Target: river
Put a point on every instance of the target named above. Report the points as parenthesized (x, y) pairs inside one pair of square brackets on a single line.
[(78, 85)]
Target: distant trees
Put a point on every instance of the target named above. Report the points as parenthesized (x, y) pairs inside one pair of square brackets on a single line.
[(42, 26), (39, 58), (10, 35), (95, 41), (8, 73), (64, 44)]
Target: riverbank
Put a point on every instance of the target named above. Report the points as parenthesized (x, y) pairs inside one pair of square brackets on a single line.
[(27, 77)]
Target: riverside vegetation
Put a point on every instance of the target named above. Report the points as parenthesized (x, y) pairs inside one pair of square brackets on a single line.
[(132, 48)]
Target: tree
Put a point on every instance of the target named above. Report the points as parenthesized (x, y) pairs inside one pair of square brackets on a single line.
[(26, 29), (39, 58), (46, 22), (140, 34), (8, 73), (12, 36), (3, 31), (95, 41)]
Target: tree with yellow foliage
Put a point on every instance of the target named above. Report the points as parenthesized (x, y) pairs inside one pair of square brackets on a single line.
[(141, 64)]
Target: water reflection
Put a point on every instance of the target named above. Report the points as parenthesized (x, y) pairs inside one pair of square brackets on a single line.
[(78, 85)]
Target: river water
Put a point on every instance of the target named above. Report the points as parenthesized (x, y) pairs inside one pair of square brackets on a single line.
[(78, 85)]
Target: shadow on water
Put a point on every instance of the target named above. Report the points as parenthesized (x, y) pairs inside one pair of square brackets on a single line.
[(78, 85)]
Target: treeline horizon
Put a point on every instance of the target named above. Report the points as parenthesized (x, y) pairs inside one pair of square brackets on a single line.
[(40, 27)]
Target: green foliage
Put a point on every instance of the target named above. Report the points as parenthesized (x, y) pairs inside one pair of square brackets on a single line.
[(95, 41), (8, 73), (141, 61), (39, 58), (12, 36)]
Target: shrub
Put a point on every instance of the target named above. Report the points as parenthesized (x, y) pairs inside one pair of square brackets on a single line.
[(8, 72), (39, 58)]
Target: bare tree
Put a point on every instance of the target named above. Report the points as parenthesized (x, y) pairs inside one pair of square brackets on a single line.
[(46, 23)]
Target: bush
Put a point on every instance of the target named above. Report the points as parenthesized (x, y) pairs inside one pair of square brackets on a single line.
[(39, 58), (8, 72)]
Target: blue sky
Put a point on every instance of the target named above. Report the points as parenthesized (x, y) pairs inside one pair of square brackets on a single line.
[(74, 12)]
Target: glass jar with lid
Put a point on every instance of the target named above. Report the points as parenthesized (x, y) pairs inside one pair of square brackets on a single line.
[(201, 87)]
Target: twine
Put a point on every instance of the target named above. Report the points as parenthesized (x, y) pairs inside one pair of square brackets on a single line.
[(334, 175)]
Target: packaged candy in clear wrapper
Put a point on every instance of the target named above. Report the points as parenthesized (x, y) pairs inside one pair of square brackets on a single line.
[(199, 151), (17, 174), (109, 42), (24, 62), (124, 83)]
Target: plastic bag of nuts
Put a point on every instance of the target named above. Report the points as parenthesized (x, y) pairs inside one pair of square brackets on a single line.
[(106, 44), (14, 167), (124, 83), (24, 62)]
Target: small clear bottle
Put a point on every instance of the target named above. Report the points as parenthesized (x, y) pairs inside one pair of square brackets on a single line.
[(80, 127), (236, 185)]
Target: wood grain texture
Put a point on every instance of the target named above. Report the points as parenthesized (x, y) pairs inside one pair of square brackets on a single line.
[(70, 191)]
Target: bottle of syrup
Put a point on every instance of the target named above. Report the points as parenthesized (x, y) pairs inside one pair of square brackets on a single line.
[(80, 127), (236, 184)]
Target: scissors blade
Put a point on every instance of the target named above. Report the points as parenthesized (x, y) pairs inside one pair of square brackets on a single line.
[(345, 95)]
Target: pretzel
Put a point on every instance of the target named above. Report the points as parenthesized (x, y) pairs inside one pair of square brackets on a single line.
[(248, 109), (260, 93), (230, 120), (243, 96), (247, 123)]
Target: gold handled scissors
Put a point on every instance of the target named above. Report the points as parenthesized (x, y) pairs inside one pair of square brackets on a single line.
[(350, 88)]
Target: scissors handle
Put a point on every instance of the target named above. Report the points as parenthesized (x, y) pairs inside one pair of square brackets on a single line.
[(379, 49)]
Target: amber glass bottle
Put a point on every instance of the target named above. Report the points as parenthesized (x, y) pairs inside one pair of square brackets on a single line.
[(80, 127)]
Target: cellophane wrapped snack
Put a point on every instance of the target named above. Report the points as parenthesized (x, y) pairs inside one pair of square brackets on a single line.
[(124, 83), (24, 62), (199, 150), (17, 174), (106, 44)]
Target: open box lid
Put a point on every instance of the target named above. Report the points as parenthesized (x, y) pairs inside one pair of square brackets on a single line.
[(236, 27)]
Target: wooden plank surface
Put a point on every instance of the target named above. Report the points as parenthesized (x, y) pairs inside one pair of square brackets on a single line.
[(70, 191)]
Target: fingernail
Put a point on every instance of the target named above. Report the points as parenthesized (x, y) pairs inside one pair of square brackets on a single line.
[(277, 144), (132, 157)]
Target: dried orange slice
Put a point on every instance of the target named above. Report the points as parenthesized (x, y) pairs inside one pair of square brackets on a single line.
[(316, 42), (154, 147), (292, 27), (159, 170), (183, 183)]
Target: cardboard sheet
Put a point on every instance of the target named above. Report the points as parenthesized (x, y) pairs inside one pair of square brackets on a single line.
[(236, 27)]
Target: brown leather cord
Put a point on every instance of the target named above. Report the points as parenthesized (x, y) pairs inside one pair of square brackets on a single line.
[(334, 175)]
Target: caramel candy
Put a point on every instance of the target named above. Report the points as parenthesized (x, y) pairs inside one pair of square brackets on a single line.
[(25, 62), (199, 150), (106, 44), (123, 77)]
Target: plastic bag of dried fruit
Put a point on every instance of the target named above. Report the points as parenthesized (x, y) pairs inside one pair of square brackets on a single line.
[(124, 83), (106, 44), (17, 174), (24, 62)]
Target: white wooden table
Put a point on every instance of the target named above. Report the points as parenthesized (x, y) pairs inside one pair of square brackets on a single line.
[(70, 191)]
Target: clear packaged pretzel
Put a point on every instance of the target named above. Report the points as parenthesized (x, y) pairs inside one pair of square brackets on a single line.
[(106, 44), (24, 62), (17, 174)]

- - -

→ **Exercise prompt**: Reproduce, character for character, only the lines of the preceding data that start at the line with "Target: scissors handle" and end at the line with "Target: open box lid", both included.

→ **Problem solution**:
Target: scissors handle
Put a point on every instance of the target named above. Report the points as parenthesized (x, y) pairs inside one pair of square brackets on a single line.
[(379, 49)]
Target: amber glass bottle
Put a point on every instance of the target named above. Report the points as parenthesized (x, y) pairs inside one pair of square brackets on a single line.
[(80, 127)]
Target: cellophane wrapped snack
Put a point on every instance of the target named above. Report the points as parenthesized (x, y) pairs inside one pair of square brackets on a single line.
[(124, 83), (24, 62), (199, 150), (17, 174), (106, 44)]
Target: open box lid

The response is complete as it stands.